-- The task --
Each record here should be printed again exactly; please leave its pictures out.

-- Supplied data --
________
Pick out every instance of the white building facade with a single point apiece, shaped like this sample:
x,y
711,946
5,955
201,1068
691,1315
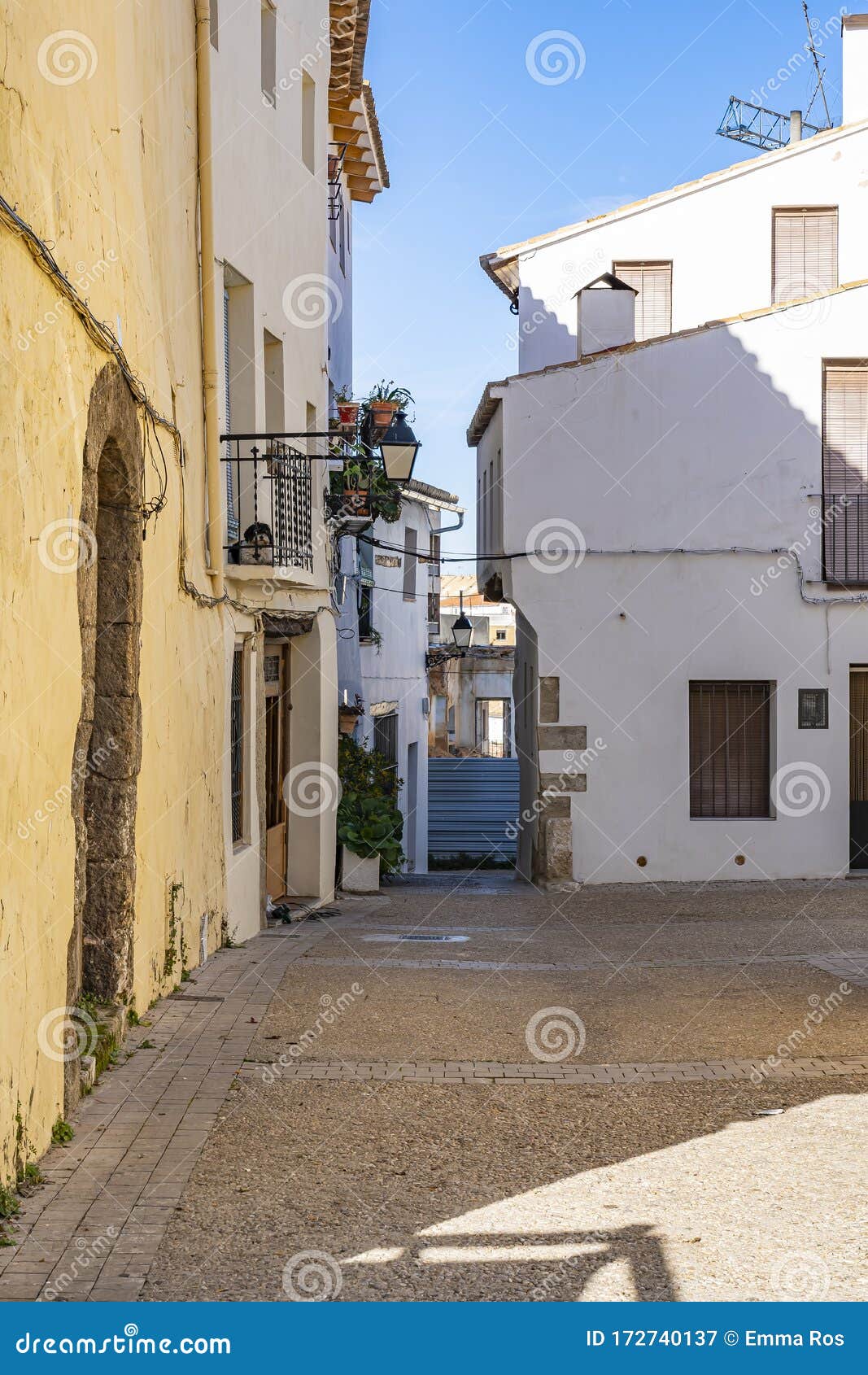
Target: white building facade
x,y
296,146
692,629
391,583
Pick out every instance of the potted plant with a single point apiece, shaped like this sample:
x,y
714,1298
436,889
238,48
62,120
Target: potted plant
x,y
362,490
369,821
347,410
384,400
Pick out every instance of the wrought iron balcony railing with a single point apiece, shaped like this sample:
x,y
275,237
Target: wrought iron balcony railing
x,y
268,490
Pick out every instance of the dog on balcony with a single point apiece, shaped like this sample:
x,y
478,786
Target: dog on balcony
x,y
256,546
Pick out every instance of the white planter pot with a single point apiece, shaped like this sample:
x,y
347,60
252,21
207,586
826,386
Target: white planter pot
x,y
360,875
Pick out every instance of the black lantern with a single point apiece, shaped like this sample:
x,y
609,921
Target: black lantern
x,y
398,450
463,629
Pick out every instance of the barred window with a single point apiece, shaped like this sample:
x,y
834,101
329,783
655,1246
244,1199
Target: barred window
x,y
386,737
813,709
730,727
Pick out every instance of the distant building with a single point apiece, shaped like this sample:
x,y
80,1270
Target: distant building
x,y
472,697
687,446
388,589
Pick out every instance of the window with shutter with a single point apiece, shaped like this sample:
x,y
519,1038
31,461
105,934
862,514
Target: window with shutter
x,y
730,727
845,474
805,252
654,304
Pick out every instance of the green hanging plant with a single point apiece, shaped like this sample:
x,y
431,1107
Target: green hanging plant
x,y
369,820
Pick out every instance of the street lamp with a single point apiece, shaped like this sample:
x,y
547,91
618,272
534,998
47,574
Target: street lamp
x,y
463,629
398,450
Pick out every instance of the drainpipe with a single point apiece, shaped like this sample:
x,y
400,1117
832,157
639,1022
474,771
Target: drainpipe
x,y
207,286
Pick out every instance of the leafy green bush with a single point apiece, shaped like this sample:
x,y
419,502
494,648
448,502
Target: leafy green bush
x,y
369,821
384,495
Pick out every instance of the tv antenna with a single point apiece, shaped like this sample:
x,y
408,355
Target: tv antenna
x,y
765,129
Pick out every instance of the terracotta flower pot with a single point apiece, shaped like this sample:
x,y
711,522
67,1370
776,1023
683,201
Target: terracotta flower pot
x,y
382,412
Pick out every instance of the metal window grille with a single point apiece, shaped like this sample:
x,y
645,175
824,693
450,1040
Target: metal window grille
x,y
237,744
813,709
730,729
386,737
845,474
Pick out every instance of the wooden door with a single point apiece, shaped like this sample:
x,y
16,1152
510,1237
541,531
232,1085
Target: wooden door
x,y
277,731
859,767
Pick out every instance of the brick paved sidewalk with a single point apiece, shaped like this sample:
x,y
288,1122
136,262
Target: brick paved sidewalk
x,y
480,1072
93,1231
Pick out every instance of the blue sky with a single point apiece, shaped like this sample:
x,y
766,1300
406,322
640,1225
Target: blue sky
x,y
482,155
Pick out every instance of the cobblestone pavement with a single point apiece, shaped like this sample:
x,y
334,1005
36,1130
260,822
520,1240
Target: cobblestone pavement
x,y
623,1092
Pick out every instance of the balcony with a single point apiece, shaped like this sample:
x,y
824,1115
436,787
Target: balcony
x,y
268,501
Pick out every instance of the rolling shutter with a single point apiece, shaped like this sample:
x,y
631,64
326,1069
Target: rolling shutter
x,y
410,549
845,474
805,253
654,304
233,526
730,749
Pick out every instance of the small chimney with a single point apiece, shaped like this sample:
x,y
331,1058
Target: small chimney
x,y
607,314
854,37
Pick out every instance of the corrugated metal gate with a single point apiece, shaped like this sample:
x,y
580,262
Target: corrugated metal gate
x,y
471,802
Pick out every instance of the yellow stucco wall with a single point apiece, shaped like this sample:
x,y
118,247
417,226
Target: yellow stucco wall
x,y
105,168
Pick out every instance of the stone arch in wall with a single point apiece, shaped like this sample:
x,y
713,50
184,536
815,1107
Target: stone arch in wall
x,y
107,751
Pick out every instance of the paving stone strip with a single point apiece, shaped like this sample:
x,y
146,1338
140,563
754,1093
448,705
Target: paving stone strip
x,y
495,1072
850,966
94,1229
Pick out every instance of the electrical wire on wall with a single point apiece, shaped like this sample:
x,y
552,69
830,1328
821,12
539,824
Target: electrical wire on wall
x,y
105,338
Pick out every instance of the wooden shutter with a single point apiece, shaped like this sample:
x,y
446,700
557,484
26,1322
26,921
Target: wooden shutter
x,y
805,253
730,749
654,304
845,474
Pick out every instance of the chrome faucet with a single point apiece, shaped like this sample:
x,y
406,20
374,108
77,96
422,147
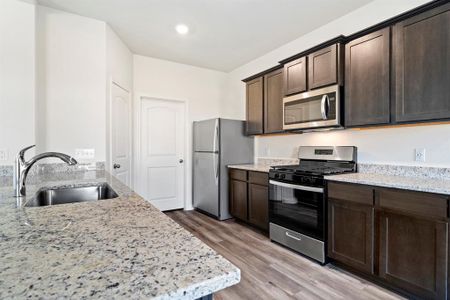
________
-- Solution to this task --
Pick out every instance of the white building facade with a single point apiece, shaped like this sample:
x,y
711,946
5,955
201,1068
691,1315
Target: white building facade
x,y
296,146
692,629
391,583
Pick out every instance of the potted plant with a single point apiece, shaped like this sample:
x,y
714,1298
436,889
238,48
62,120
Target: potted plant
x,y
362,490
369,821
347,410
384,400
Pick out every instance of the wrought iron balcony railing with a single point apiece, shaped like this sample:
x,y
275,237
Target: wrought iron balcony railing
x,y
268,490
Pick out every instance of the dog on balcony with a single point apiece, shaped like this sample:
x,y
478,786
Target: dog on balcony
x,y
256,546
Pick out every instance of the white planter pot with a single point apiece, shaped like this sample:
x,y
347,60
252,21
207,586
826,386
Target: white planter pot
x,y
360,875
Pick out every instance of the black lantern with a single point apiece, shaped like this sample:
x,y
609,921
Target: black lantern
x,y
398,450
463,629
Pick out every instance of the barred window with a single point apiece, shaped like this sample:
x,y
834,101
329,783
655,1246
244,1199
Target: barred window
x,y
386,737
813,709
730,727
Pick out every instance of the distant building with a single point apiece, shaped like this sample:
x,y
80,1270
Target: distant building
x,y
472,697
687,446
388,589
Pick out every instance of the window with shutter with a single point apiece, shaped like this sample:
x,y
519,1038
31,461
105,934
862,514
Target: window with shutter
x,y
730,727
845,474
805,252
654,304
Pick out every instance of the green hanging plant with a single point apiece, shaped like this sample:
x,y
431,1107
Target: green hanging plant
x,y
369,820
Pick out every instance of the street lamp with a single point apiece, shaped like this sample:
x,y
547,91
618,272
534,998
47,574
Target: street lamp
x,y
463,629
398,450
Pick out every instance of the drainpipe with a single point apiece, shaped like this sample:
x,y
400,1117
832,157
639,1022
474,771
Target: drainpipe
x,y
207,286
Pick out every instance of the leafy green bush with a single point apiece, shaped like this sample:
x,y
419,502
494,648
448,502
Target: leafy green bush
x,y
369,821
384,495
Pick out every instance of the tv antenna with a single point apiece, shaped like this sample:
x,y
408,355
Target: tv antenna
x,y
765,129
Pick out every instance of the terracotta flower pot with a single point apiece, shaped like this sample:
x,y
711,522
67,1370
776,1023
683,201
Target: terracotta flower pot
x,y
382,412
Pick out every instance of the metal window grille with a single point apiece, shaped like this sample:
x,y
645,175
824,693
450,1040
Target: metal window grille
x,y
237,744
813,709
730,729
386,737
845,474
Pick out every instance of the wooden door with a single point apiece, shaped like this sample:
x,y
16,1152
510,1237
541,531
232,1085
Target: wooden door
x,y
277,731
859,767
Pick out every instance of the brick paved sidewalk with a single point apiece, shaped like this sample:
x,y
288,1122
136,262
Target: brick paved sidewalk
x,y
480,1072
93,1231
Pick out every instance of the blue sky with a single point apiece, shaped like this sample:
x,y
766,1300
406,322
640,1225
Target: blue sky
x,y
482,155
Pick out every instance of the cobblestone pavement with a single point apiece, shaped like this sample:
x,y
334,1005
36,1130
260,822
520,1240
Target: cobblestone pavement
x,y
623,1092
Pick out every instance of the balcony with a single point apiece, shaped like this sample:
x,y
824,1115
436,787
Target: balcony
x,y
268,501
Pick out every instance of the rolling shutter with a single point apiece, shaped like this sample:
x,y
631,64
326,1069
Target: rolling shutter
x,y
410,549
845,474
805,253
654,304
233,526
730,749
Pick out every instance of the small chimney with a single point apiece, shaped like this sample:
x,y
331,1058
Target: small chimney
x,y
607,314
854,37
Pick out every instance of the corrugated metal gate with a single point apiece, shaped like this sample:
x,y
580,262
Target: corrugated metal gate
x,y
471,802
Pick out every instance of the yellow stucco wall with a single point apiece, shaped like this sample:
x,y
118,247
417,226
Target: yellow stucco wall
x,y
105,168
Pick out every instance of the stone arch in wall with a single point apiece, shaped like this sample:
x,y
713,50
184,536
815,1107
Target: stone arch in wall
x,y
107,751
Pick out every instance of the paving stone strip with a single point apiece, shaped like this sample:
x,y
146,1338
140,563
754,1093
448,705
Target: paving stone strip
x,y
495,1072
850,966
94,1229
Pick out every instance of the electrical wire on wall with a single point apiece, shaped like this sample:
x,y
552,69
830,1328
821,12
539,824
Target: electrical wire on wall
x,y
105,338
Pick out every instance of the wooden shutter with a single point apiece, shaped like this sample:
x,y
446,700
557,484
26,1322
26,921
Target: wooden shutter
x,y
805,253
730,749
654,304
845,474
Pick out every instance of the chrome faucet with a single point apiece, shaped like this sample:
x,y
406,20
374,108
77,96
422,147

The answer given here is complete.